THE EXERCISE
Extract each line of the entries below that contains the string "Target". Match case exactly.
====================
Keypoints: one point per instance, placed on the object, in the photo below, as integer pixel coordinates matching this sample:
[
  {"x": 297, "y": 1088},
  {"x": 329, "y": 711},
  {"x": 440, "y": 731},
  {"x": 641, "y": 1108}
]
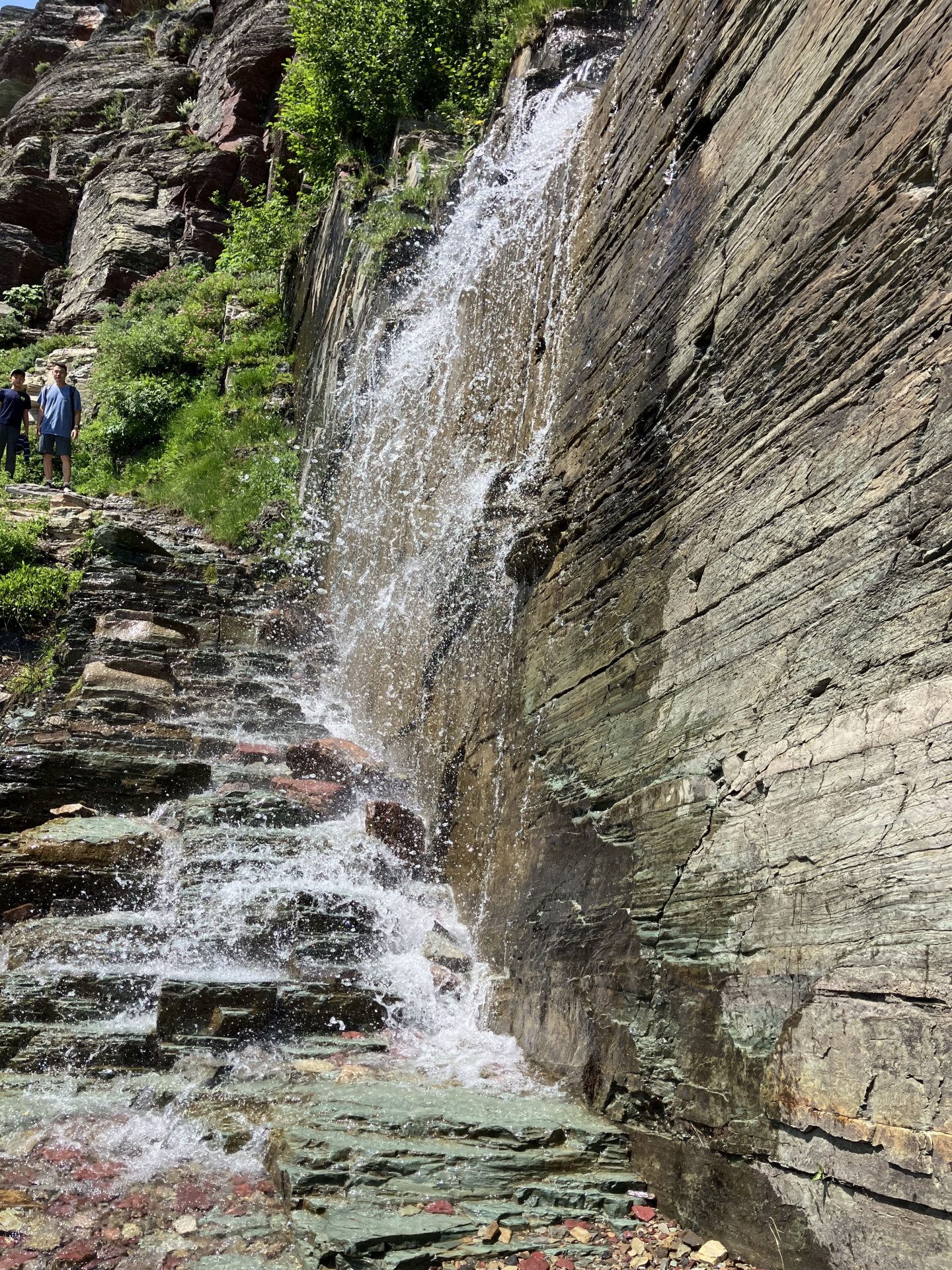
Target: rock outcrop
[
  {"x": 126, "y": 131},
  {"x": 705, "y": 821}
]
====================
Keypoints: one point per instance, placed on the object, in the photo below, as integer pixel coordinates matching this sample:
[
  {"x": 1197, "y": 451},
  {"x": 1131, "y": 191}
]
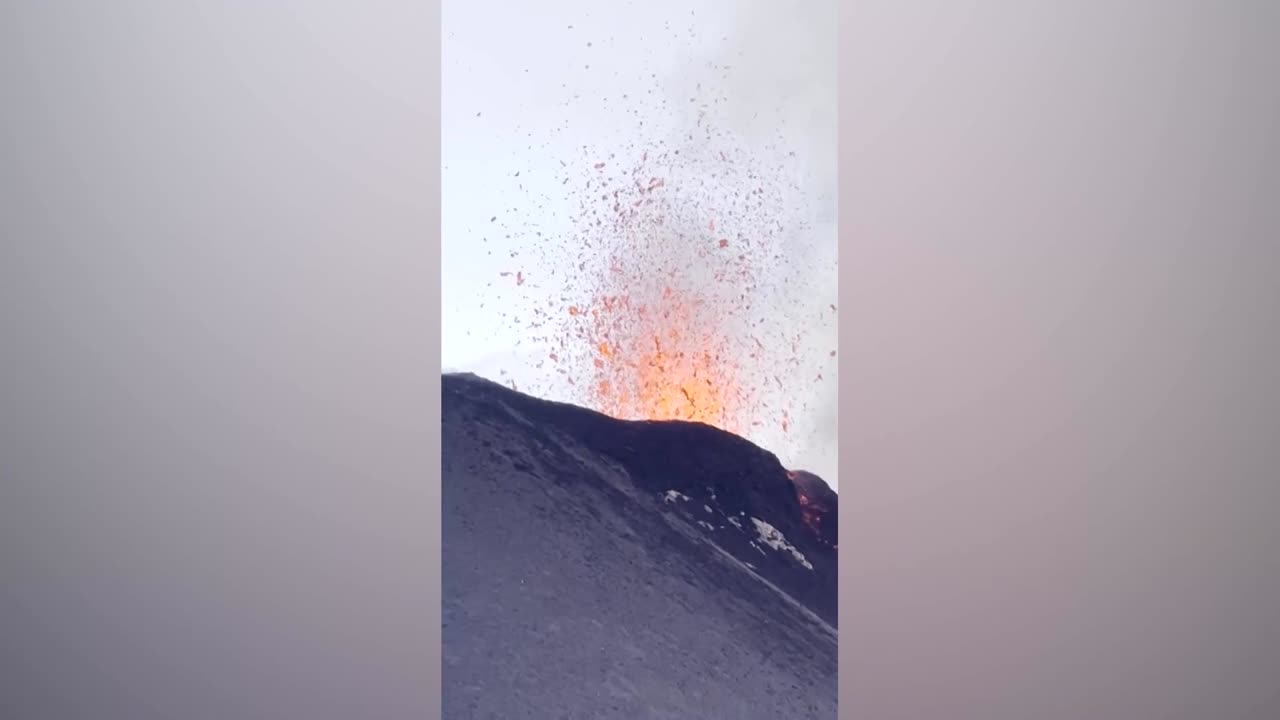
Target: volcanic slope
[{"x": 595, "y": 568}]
====================
RIGHT ANSWER
Target: rock outcrop
Target: volcanic slope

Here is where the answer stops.